> Krótkie zadanie A
Powtórz dosłownie fragment artykułu o spotkaniu Fico z Putinem, zaczynając od słów „Według pierwotnych doniesień” i ciągnąc go aż do słów „za pośrednictwem mediów społecznościowych.”.
> Krótkie zadanie B
Podejmij artykuł o spotkaniu Fico z Putinem od miejsca, w którym się kończy, i napisz jego dalszy ciąg.

> Wybrany tekst
══════
"Czym mu płacą?". Zełenski o spotkaniu Fico z Putinem

"Czym mu płacą?". Zełenski o spotkaniu Fico z Putinem

Dodano: 
Prezydent Ukrainy Wołodymyr Zełenski
Prezydent Ukrainy Wołodymyr Zełenski Źródło: PAP / Viktor Kovalchuk
Premier Słowacji Robert Fico spotkał się w Moskwie z prezydentem Rosji Władimirem Putinem. Do rozmów odniósł się Wołodymyr Zełenski. Ukraiński przywódca zadał pytanie o zależności łączące szefa słowackiego rządu z Kremlem.

Według pierwotnych doniesień mediów premier Słowacji miał odbyć wizytę w Moskwie w poniedziałek. Okazało się, że w rosyjskiej stolicy Robert Fico wylądował już w niedzielę. Tego dnia spotkał się z Władimirem Putinem. Polityk poinformował o tym za pośrednictwem mediów społecznościowych.
══════
> Wpisy zbioru danych

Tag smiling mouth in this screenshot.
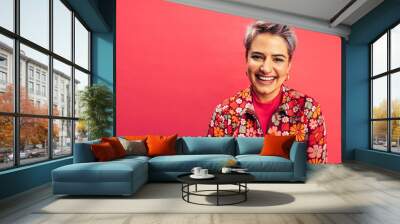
[256,74,277,81]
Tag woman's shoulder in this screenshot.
[217,88,251,110]
[283,86,319,107]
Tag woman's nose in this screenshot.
[260,59,272,73]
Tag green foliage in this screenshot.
[79,84,113,139]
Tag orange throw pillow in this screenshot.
[260,135,296,159]
[146,135,178,156]
[91,142,117,162]
[124,135,147,141]
[101,137,126,158]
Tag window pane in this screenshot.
[20,0,49,49]
[19,117,49,164]
[75,18,89,70]
[0,116,14,170]
[20,44,49,115]
[372,121,387,151]
[0,0,14,31]
[390,120,400,153]
[390,72,400,117]
[372,34,387,75]
[53,0,72,60]
[53,120,72,157]
[390,24,400,69]
[0,35,14,112]
[53,59,72,117]
[75,120,88,143]
[372,76,387,118]
[75,69,89,117]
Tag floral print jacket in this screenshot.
[208,86,327,164]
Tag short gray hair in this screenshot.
[244,21,297,60]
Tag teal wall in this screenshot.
[342,0,400,170]
[0,0,115,199]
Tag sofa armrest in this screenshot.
[74,140,100,163]
[290,142,307,181]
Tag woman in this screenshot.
[208,21,327,164]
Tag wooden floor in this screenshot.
[0,163,400,224]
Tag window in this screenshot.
[0,54,7,67]
[370,24,400,153]
[42,86,46,97]
[0,0,91,170]
[36,84,40,96]
[36,70,43,81]
[0,71,7,85]
[28,81,33,94]
[0,0,14,31]
[0,53,7,86]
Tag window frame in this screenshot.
[0,0,93,172]
[368,21,400,155]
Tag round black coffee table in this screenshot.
[177,173,255,206]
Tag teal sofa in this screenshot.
[52,137,306,195]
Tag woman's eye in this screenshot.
[274,58,284,62]
[251,55,262,60]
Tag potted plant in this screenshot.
[79,84,113,140]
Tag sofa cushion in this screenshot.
[146,134,178,156]
[178,137,235,155]
[149,154,235,172]
[101,137,126,158]
[236,137,264,155]
[260,135,296,159]
[52,159,147,182]
[236,155,293,172]
[74,139,101,163]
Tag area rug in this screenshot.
[36,183,360,214]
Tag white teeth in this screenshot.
[257,75,275,81]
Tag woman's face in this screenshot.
[246,33,290,102]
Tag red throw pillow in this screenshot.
[260,135,296,159]
[124,135,147,141]
[91,142,117,162]
[101,137,126,158]
[146,135,178,156]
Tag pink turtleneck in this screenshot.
[251,89,282,134]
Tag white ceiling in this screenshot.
[169,0,383,38]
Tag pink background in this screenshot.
[116,0,341,163]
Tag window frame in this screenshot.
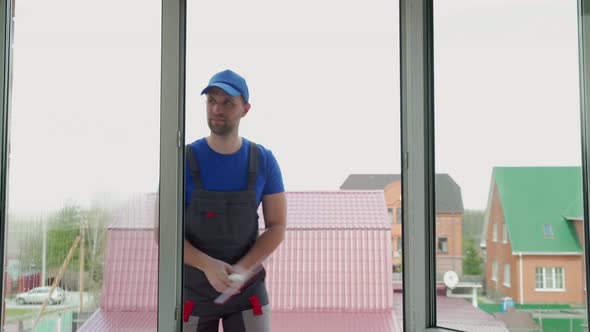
[492,223,498,242]
[492,260,498,282]
[436,236,449,254]
[535,266,566,292]
[0,0,590,332]
[158,0,186,331]
[0,0,13,322]
[502,263,512,288]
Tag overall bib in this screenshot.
[183,140,269,332]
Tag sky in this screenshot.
[4,0,581,214]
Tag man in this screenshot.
[183,70,287,332]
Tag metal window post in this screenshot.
[400,0,436,331]
[158,0,186,332]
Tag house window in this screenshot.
[438,237,449,254]
[492,224,498,242]
[535,267,565,290]
[504,264,510,287]
[543,224,555,237]
[492,261,498,281]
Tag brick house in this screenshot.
[340,174,464,278]
[480,167,585,304]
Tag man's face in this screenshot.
[206,88,250,136]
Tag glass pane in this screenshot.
[184,0,402,331]
[2,0,161,332]
[434,0,587,331]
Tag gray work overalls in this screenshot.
[183,140,268,332]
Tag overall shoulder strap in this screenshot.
[248,141,259,190]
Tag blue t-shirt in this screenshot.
[185,138,285,207]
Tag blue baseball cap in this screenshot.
[201,69,249,102]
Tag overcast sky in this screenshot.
[4,0,581,213]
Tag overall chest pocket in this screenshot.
[188,198,231,241]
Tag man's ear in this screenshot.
[242,103,252,117]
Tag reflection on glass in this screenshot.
[184,0,403,331]
[2,0,161,332]
[433,0,587,331]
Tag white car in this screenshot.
[16,286,66,304]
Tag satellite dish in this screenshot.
[443,271,459,289]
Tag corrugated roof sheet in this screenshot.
[493,167,582,252]
[101,228,158,311]
[258,190,391,230]
[77,310,158,332]
[340,173,464,213]
[265,228,393,312]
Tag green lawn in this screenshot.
[6,308,34,318]
[535,318,585,332]
[478,303,585,332]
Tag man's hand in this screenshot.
[203,258,237,293]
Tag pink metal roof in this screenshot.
[101,228,158,311]
[81,191,399,332]
[260,191,393,312]
[266,229,393,311]
[259,190,390,229]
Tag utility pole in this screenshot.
══════
> Wynik A
Według pierwotnych doniesień mediów premier Słowacji miał odbyć wizytę w Moskwie w poniedziałek. Okazało się, że w rosyjskiej stolicy Robert Fico wylądował już w niedzielę. Tego dnia spotkał się z Władimirem Putinem. Polityk poinformował o tym za pośrednictwem mediów społecznościowych.

> Wynik B
Fico o rozmowie z Putinem: Jestem zwolennikiem suwerennej polityki

"Jeszcze raz zwracam uwagę, że jestem zwolennikiem suwerennej polityki skierowanej na wszystkie cztery strony świata" – napisał na Facebooku Fico.

Słowacki przywódca wyjaśnił, że o swojej wizycie w Moskwie i celu tej podróży poinformował najwyższych unijnych urzędników już w piątek. Jak podkreślił, spotkanie z Władimirem Putinem jest zaś reakcją na słowa Wołodymyra Zełenskiego, który sprzeciwił się tranzytowi gazu przez Ukrainę.

"Ukraiński prezydent jest również za sankcjami przeciwko rosyjskiemu programowi jądrowemu" – zauważył Fico, podkreślając że Zełenski w ten sposób "finansowo szkodzi Słowacji i zagraża produkcji energii elektrycznej w słowackich elektrowniach jądrowych". Z tego właśnie względu on nie może tego zaakceptować.

Zełenski: Co Fico musi dać w zamian?

Po spotkaniu premiera Słowacji i prezydenta Rosji nie doszło jednak do wygłoszenia wspólnego oświadczenia. Nie było też oczywiście konferencji prasowej z pytaniami od dziennikarzy.

Właśnie na brak tego elementu zwrócił uwagę w mediach społecznościowych Wołodymyr Zełenski. "Oni po prostu nie mogą ujawnić, o czym rozmawiali. Boją się reakcji publicznej" – napisał prezydent Ukrainy na portalu X.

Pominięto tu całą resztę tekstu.